(begin)

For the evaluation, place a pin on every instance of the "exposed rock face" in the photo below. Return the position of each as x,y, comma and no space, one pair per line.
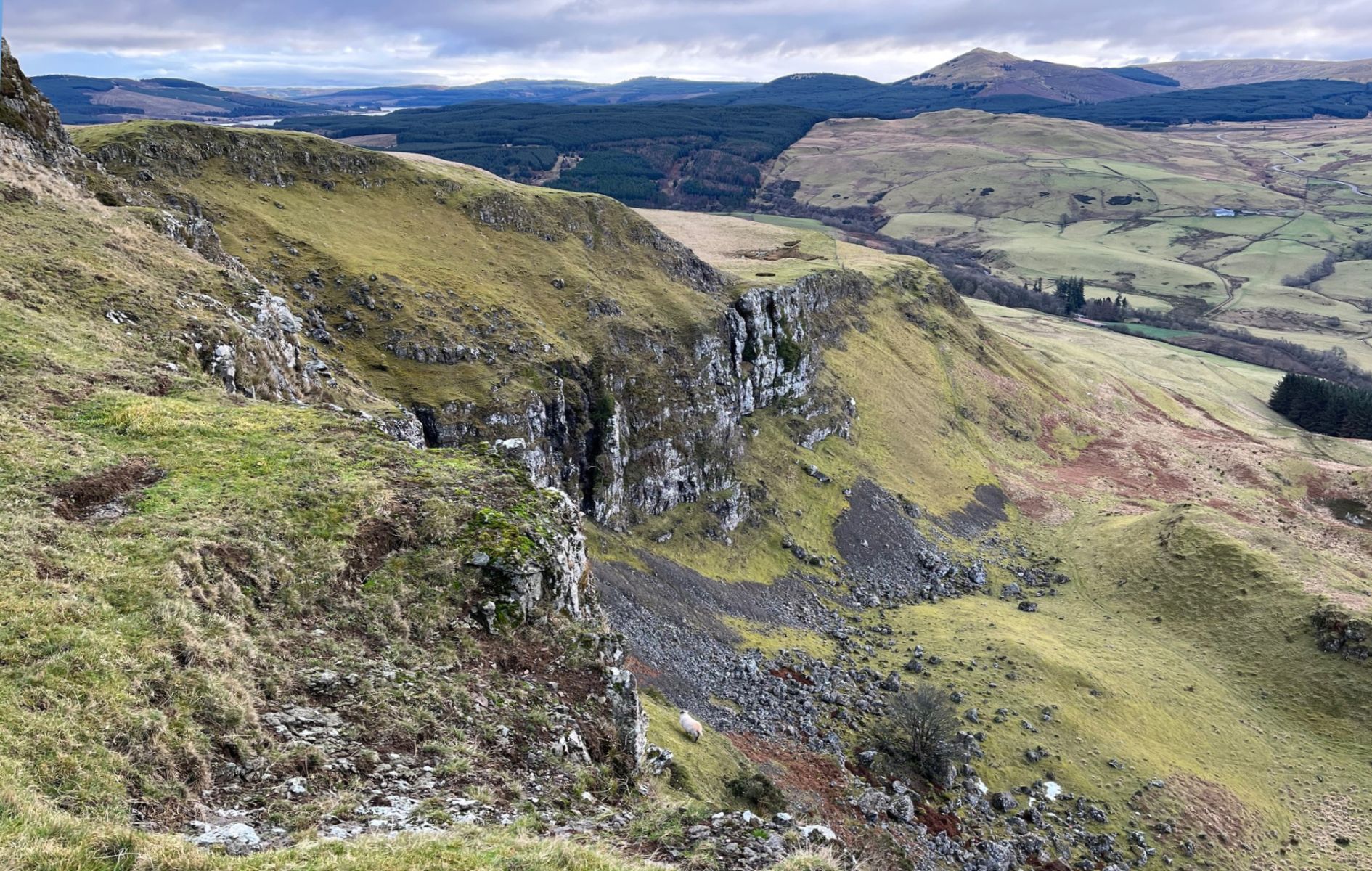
197,234
258,354
630,439
1338,631
629,715
555,575
28,113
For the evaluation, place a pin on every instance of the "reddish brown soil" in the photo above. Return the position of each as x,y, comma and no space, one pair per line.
78,499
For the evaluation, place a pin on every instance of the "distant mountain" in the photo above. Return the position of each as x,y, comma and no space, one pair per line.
999,74
102,100
852,95
1246,72
647,89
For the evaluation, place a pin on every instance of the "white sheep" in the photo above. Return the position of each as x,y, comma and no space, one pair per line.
690,726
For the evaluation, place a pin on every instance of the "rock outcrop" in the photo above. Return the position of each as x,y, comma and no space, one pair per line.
28,113
1338,631
659,424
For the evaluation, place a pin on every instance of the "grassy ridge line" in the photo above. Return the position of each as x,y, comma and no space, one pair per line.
425,254
1128,211
140,645
1217,698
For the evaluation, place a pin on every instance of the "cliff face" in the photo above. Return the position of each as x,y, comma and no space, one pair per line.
24,110
565,330
316,590
658,422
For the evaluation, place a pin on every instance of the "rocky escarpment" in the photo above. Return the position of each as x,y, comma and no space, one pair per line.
1338,631
630,419
28,113
663,420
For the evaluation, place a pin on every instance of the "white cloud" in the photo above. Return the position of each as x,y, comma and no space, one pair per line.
364,41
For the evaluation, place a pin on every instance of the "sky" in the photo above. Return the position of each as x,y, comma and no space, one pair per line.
462,41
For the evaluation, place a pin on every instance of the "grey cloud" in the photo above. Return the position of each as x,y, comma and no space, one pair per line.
743,36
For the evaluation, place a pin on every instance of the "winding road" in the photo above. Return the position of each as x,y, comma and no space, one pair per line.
1281,168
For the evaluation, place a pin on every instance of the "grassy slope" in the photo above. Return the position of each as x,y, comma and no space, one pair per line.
135,650
1010,186
946,405
444,274
1224,690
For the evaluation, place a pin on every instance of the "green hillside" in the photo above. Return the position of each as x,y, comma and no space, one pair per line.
780,478
1130,211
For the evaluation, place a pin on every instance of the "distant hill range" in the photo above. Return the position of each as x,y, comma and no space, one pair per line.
1000,74
559,91
1220,73
980,78
105,100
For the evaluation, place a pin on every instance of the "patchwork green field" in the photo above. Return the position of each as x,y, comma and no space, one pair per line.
1132,213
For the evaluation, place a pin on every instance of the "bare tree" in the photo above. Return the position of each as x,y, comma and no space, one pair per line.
923,730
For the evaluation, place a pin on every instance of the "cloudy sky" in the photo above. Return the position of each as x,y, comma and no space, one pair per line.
462,41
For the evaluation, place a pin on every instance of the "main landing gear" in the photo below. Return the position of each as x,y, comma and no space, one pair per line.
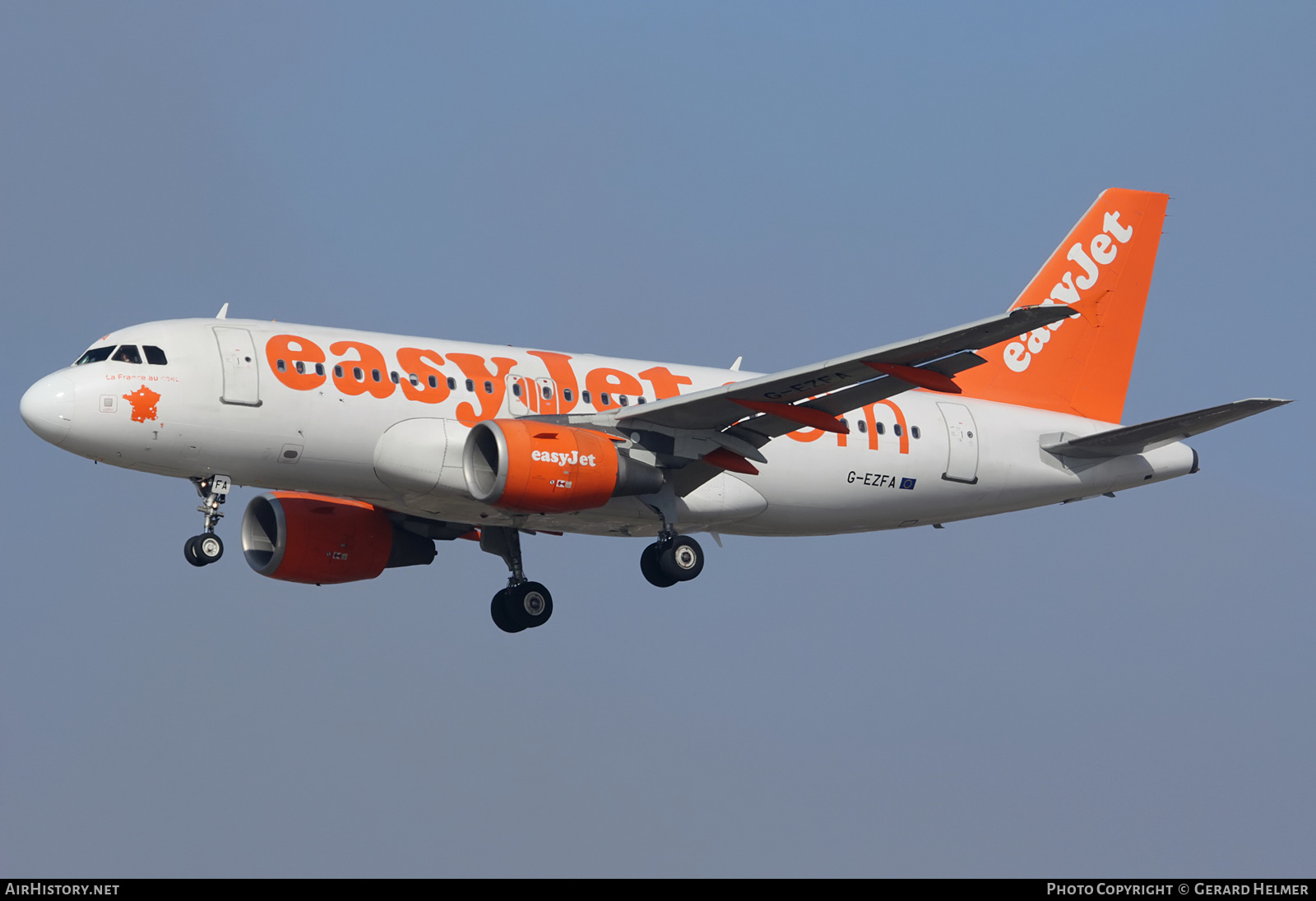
207,548
670,559
523,604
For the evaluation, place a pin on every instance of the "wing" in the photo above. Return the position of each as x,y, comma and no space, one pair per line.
730,423
1149,436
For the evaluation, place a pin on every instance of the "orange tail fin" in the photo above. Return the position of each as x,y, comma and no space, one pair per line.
1082,365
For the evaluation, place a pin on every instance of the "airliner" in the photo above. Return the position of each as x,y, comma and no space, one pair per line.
373,447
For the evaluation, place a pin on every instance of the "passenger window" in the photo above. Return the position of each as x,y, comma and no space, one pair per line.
96,355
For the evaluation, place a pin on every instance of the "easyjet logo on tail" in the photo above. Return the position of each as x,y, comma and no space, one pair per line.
1101,252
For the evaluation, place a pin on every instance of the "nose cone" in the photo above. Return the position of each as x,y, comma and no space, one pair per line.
48,408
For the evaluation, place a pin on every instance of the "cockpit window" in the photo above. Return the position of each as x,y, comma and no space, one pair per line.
95,355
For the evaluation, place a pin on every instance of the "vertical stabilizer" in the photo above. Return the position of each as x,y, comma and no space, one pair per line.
1082,365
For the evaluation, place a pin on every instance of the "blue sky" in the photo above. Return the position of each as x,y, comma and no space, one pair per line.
1112,687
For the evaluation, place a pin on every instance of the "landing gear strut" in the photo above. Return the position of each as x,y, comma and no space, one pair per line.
523,604
671,559
207,548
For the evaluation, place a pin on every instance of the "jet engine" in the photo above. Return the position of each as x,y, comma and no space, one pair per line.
537,467
326,541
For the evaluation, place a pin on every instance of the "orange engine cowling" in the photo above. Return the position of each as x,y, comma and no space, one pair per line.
537,467
326,541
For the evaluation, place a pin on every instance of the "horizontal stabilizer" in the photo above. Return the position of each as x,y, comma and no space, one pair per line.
1149,436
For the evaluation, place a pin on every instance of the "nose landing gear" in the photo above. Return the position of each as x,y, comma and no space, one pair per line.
671,559
523,604
207,548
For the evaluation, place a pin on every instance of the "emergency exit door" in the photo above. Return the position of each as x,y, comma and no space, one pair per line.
532,396
962,457
237,357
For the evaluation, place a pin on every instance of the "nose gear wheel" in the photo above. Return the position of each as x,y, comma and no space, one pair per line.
668,562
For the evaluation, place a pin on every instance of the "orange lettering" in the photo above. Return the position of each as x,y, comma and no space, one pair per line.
473,367
370,366
664,381
412,359
291,350
612,383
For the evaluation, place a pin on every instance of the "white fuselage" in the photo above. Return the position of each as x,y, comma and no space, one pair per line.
212,411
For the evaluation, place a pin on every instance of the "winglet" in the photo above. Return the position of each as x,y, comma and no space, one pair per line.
1149,436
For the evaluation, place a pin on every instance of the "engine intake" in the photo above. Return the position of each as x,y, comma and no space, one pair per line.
326,541
536,467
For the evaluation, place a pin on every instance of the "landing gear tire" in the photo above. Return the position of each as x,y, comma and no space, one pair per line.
651,569
498,609
682,559
202,550
528,605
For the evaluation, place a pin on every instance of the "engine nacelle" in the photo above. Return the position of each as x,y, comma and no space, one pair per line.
537,467
326,541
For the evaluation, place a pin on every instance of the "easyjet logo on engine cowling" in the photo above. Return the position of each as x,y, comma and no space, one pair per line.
563,458
1099,253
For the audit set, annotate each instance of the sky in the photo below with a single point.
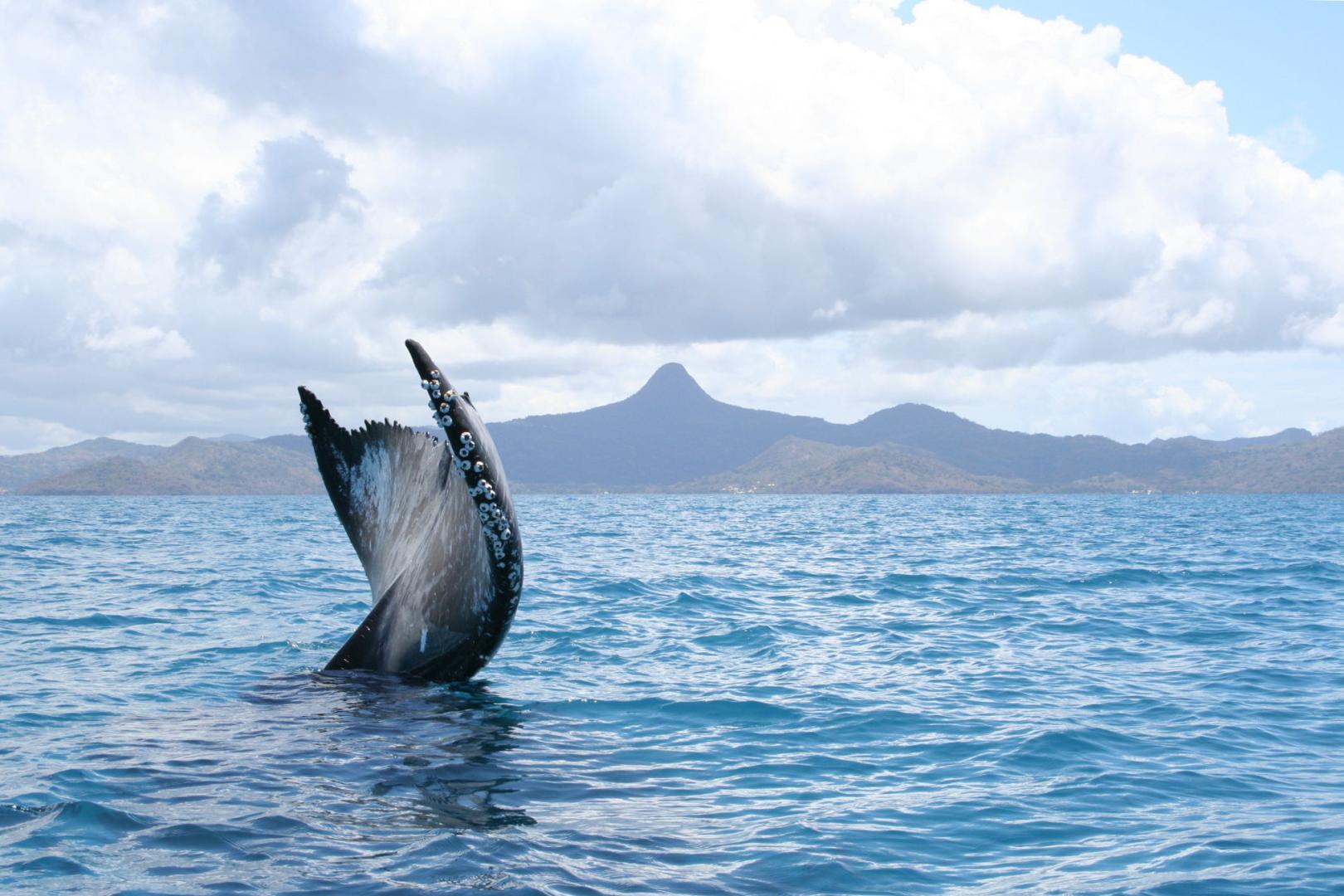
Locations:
(1062, 217)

(end)

Work to be completed:
Write out all the entries exactly, except for the pictures.

Solution for this problem:
For the evaluation, place a pin on every instance of the "exposed rock face" in the photo below. Return the position of each as x,y, comma and no space, one pair per line.
197,234
258,354
630,439
1338,631
629,715
555,575
28,113
For the evaluation, place a pin on every instance of the "reddish brown soil" in the photo above. Return the position of each as x,y, comma and no space, one pair per line.
78,499
For the evaluation, place a pin on every instance of the "distant mountain" in the photo above. Return the position of each as x,y, comma and no space, one pair per line.
999,74
102,100
852,95
1246,72
647,89
For the evaluation, place a pin on every instance of the "white sheep" in the photo above. Return the position of each as x,y, comma and no space, one pair per line.
690,726
For the evaluation, place a pin on every instance of the "rock outcrop" in the photo above. Return the position of each as x,y, comma and no space, one pair per line.
28,113
1338,631
659,424
For the evaluation, place a pin on every instance of the "grassy ridge line" in the photo above. Return the position of each as x,y, comma and no space, one pair per line.
425,254
1128,211
140,645
1217,698
For the evaluation, place a pin on every instance of the "cliff face" in the photo above. Return the position of each as x,y, comma and no space, one pair per line.
24,110
565,330
316,590
658,422
For the evaluation, place a pin on every instance of the "rocky escarpment" in the photo above. Return the position of each as x,y, comma and no space, one pair per line.
1338,631
630,419
28,113
663,420
For the evaluation, place a pin on every instance of the "white cloud" in the photo above. Return the position of each as x,y, comma and no space, one pair per line.
364,41
For the evaluation, place a pin on every instance of the "sky" in the photo above. Return the position of each as x,y, comma and no space, one pair per line.
462,41
For the evaluation, place a pin on every instance of the "grey cloud" in the photo above. Return the position of each as x,y, comma and no space, one pair per line.
743,36
For the evaluation, place a pin on every instance of the "winding road" in the photo above. Return the position of each as x,y, comma and no space, one pair per line.
1281,168
For the evaluation, place a pin on every instance of the "grassy slope" in the photo above. Return the position of each as x,y, comma and no space, one pair per line.
135,650
1010,186
946,405
444,274
1224,690
For the evaluation, place a pin on every instance of the "green hillside" in the photo above. Return the position of each as x,y, comma and no space, one pair per line.
780,478
1130,211
For the evaluation, place a pin on every instance of the "distant hill range" in the photo above. Return the position of each as x,y, comma and no space, one pair per line.
1000,74
559,91
1220,73
980,78
105,100
For the evaluation, place a pin on every instance of the "patchwork green field" in the photo above. Return the position of each as x,y, comma and no space, one pair per line.
1132,213
For the evaluation, place a pin on every instance of the "bare tree" in the photo above. Return the position of each as x,y, comma and no space, one pair per line.
923,730
For the evaluation, place a pin on every instance of the "cloudy sky" in the photo above. Return the position of each as x,y, comma and no space, one pair per line.
462,41
For the evaluation, place a pin on every instance of the "main landing gear" in the photo below. Return the position of each as x,y, comma and no space, one pair per line.
207,548
670,559
523,604
For the evaluation, place a pin on every instance of the "wing" in the photo above. Return the position of each as x,y, comma and no space, one pair per line.
730,423
1149,436
For the evaluation, place a pin on every instance of the "orange tail fin" in the photo above. Return the position of each as x,y, comma and no space, one pair per line.
1082,365
For the evaluation, place a pin on every instance of the "airliner" in the photo above. Return the position of each as x,y, comma and no space, one pair per line.
373,447
For the evaluation, place a pin on every instance of the "passenger window" in the photo above. Return the position of each as x,y, comma and no space, one pair per line.
96,355
For the evaluation, place a pin on every instance of the "easyjet logo on tail" in the photo above. Return the position of each as x,y, comma and no space, one pair per line.
1101,252
For the evaluation, place a pin on every instance of the "nose cone" in the photo above. Return the position of each as x,y, comma and no space, one pair per line.
48,408
For the evaluation, place a pin on every instance of the "cockpit window" in the photo above. Return the position of each as x,y, comma and no space, one pair per line.
95,355
For the evaluation, place a pin on every instance of the "vertical stabilizer" in the photo above. Return the position of each as x,y, comma and no space, one pair per line.
1082,365
For the evaluation, place a pin on every instance of the "blue sky" in the photo above. Return the position of each as x,y, comma and no space, one pair per line.
1112,687
For the evaluation, place a pin on every instance of the "landing gear strut" in the photo above. Return the position of each as x,y, comma and no space, one pair per line.
523,604
671,559
207,548
For the evaluation, place a pin on every instance of the "jet engine" in the photo above. Return the position of each as x,y, comma and no space, one pair per line.
537,467
326,541
For the evaluation, place a pin on every instance of the "orange engine cowling" in the photo above. Return the position of each as x,y, comma and no space, one pair per line.
537,467
326,541
For the evaluation, place a pin on every instance of the "horizontal stabilizer" in the photo above. Return the position of each as x,y, comma and no space, one pair per line.
1149,436
For the evaluation, place a pin on every instance of the "nose landing gear" in the photo above. Return the position of each as x,y, comma and no space, one pair per line.
671,559
523,604
207,548
For the evaluation, place a pin on every instance of the "emergency exit door" in the photo above. Return the position of each as x,y, comma and no space, one pair per line.
532,396
962,457
237,357
For the evaluation, place a pin on every instance of the "nose gear wheel" in the photo above. Return the position of each as x,y, comma and no space, one pair per line.
668,562
For the evaluation, place a pin on every instance of the "orange lettering" in the photo above. Return the position of each as x,y, comma and no space, one pair per line.
473,367
370,366
664,381
412,359
291,350
612,383
For the evaluation, place a pin on every instance of the "white fuselage" in the photo above. Return the position of each as x,y, comma and no space, one pair per line.
212,411
For the evaluation, place a pin on every instance of the "winglet" in the photo above. Return the position of each as x,y, comma and no space, one pair per line.
1149,436
For the evaluation, place a pin on every instance of the "engine intake" in the photo above. Return the position of each as x,y, comma and no space, one pair per line.
326,541
536,467
For the evaluation, place a pin on every instance of the "landing gear tire" in the photo above. Return the position of each as x,y, comma and no space, one pair per line.
651,569
498,609
682,559
202,550
528,605
For the evaluation, place a pin on every instance of the "engine nacelle" in the photo above. Return the position of each as x,y, comma and no space, one pair per line.
537,467
326,541
For the evaluation, place a pin on every instance of the "easyjet logo on engine cowling" in the photo above. Return the position of each as x,y, comma and no space, one pair per line.
563,458
1099,253
For the audit set, annotate each instance of the sky in the photo below with a single point.
Locations:
(1062, 217)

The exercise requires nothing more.